Convert every line of the items below into a JSON list of strings, one string per line, leaving out blank lines and the pictures.

> [Information provided]
=======
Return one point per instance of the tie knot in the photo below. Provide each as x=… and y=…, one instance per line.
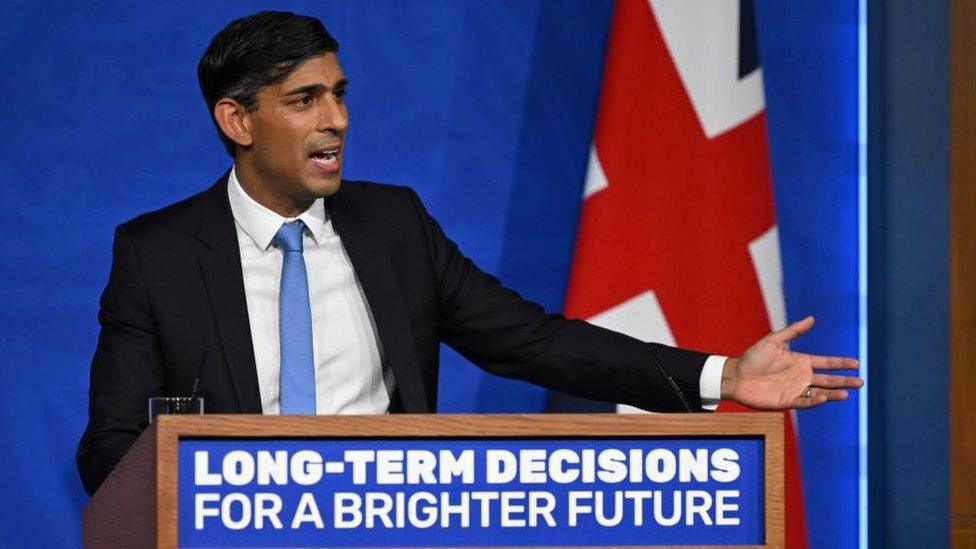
x=289, y=236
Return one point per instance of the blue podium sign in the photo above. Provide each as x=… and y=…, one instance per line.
x=473, y=492
x=574, y=480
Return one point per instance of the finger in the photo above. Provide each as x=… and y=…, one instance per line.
x=832, y=362
x=793, y=331
x=836, y=382
x=803, y=403
x=818, y=397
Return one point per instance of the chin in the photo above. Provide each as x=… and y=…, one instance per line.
x=323, y=187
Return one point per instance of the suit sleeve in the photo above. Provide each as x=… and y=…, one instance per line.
x=125, y=370
x=509, y=336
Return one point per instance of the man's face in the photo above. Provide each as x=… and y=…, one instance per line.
x=298, y=130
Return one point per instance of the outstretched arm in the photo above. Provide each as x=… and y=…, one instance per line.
x=770, y=376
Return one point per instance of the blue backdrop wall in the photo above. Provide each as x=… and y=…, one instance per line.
x=485, y=108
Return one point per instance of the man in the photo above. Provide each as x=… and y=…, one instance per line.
x=283, y=289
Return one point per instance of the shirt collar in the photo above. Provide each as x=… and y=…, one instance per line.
x=261, y=224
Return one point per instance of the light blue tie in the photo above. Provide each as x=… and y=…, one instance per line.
x=297, y=383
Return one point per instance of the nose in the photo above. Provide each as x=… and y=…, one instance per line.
x=333, y=116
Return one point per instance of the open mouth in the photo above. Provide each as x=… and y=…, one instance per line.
x=327, y=159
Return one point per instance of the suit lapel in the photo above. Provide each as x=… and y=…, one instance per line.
x=224, y=279
x=375, y=273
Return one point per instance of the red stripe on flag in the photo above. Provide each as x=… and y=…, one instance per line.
x=679, y=213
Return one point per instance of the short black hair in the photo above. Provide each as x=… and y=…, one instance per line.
x=257, y=51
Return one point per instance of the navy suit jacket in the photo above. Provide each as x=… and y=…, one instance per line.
x=174, y=309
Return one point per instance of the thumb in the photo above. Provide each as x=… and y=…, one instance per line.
x=793, y=331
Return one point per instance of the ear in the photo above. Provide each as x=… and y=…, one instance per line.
x=233, y=121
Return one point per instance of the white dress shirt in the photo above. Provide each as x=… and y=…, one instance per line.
x=349, y=374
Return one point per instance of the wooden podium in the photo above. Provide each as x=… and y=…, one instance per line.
x=139, y=503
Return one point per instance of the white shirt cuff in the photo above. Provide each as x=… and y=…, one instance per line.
x=710, y=382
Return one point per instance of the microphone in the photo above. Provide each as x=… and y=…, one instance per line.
x=196, y=382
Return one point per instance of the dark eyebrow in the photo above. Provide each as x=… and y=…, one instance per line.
x=313, y=89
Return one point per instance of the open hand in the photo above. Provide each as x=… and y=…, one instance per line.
x=770, y=376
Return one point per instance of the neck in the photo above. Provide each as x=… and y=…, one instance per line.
x=263, y=190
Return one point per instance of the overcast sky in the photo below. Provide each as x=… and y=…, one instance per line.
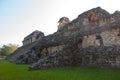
=======
> [The completed task]
[
  "Return one point per instance of the tie knot in the photo below. Provide each as x=… and y=…, one instance per line.",
  "x=289, y=236",
  "Return one point per instance of the blue podium sign in the photo above. Provide each as x=… and y=…, one instance per line.",
  "x=473, y=492",
  "x=574, y=480",
  "Return one point per instance of the finger in the photo above. Provide each as x=… and y=…, one instance per line.",
  "x=832, y=362",
  "x=793, y=331",
  "x=836, y=382",
  "x=803, y=403",
  "x=818, y=397",
  "Return one point per instance of the chin in the photo above. Provide each as x=… and y=…, one instance per line.",
  "x=323, y=187",
  "Return one point per instance of the suit sleeve in the photo above. Provide each as x=… and y=…, one instance per line.",
  "x=125, y=370",
  "x=509, y=336",
  "Return one point per instance of the man's face in the photo above. Provide each as x=… and y=…, one instance per line.",
  "x=298, y=130",
  "Return one point per instance of the outstretched arm in the photo above. Provide each as x=… and y=…, one instance per line.",
  "x=770, y=376",
  "Return one point per instance of the blue backdrop wall in the photo above. Provide each as x=… and y=…, one instance per line.",
  "x=485, y=108",
  "Return one point per instance of the man in the photo above. Provide each as x=… and y=…, one instance per line.",
  "x=283, y=289",
  "Return one point per instance of the shirt collar in the photo above. Provide each as x=… and y=…, one instance per line.",
  "x=261, y=224",
  "Return one point per instance of the light blue tie in the photo above. Provide each as x=… and y=…, one instance per line.",
  "x=297, y=383",
  "Return one point per instance of the nose in the photo above. Provide each as x=… and y=…, one instance per line.",
  "x=333, y=116",
  "Return one point per instance of the open mouth in the photo above. Provide each as x=… and y=…, one instance per line.",
  "x=327, y=159",
  "Return one point per instance of the suit lapel in the photo above. Provide each as x=… and y=…, one instance per line.",
  "x=224, y=279",
  "x=375, y=273",
  "Return one point per instance of the red stripe on flag in the photo above. Provide each as x=… and y=…, one instance per line.",
  "x=679, y=213",
  "Return one point per instance of the short black hair in the photo above. Provide each as x=… and y=…, one instance per line.",
  "x=257, y=51",
  "Return one point per instance of the navy suit jacket in the photo above. Provide each as x=… and y=…, one instance per line.",
  "x=174, y=309",
  "Return one point per instance of the thumb in the photo above. Provide each as x=… and y=…, one instance per line.",
  "x=793, y=331",
  "Return one point per instance of the ear in the photo above. Provide each as x=… and y=…, one instance per line.",
  "x=233, y=121",
  "Return one point per instance of the white dress shirt in the photo above. Provide each as x=… and y=…, one instance per line.",
  "x=349, y=374",
  "Return one point per instance of the wooden podium in the photo above. Provide each as x=… and y=…, one instance per line.",
  "x=139, y=503",
  "Return one point per instance of the white shirt cuff in the photo above. Provide each as x=… and y=…, one instance per line.",
  "x=710, y=382",
  "Return one point per instance of the microphone in the photo above. Provide each as x=… and y=…, one instance per line.",
  "x=196, y=382",
  "Return one point per instance of the dark eyebrow in the photo above. Provide each as x=… and y=…, one instance per line.",
  "x=313, y=89",
  "Return one point per instance of the open hand in the photo above. Provide each as x=… and y=…, one instance per line.",
  "x=770, y=376",
  "Return one point per instance of the neck in the photo above. Provide each as x=… and y=…, one instance per line.",
  "x=263, y=190",
  "Return one point per instance of the overcast sky in the photo below. Provide each as x=… and y=…, one instance per line."
]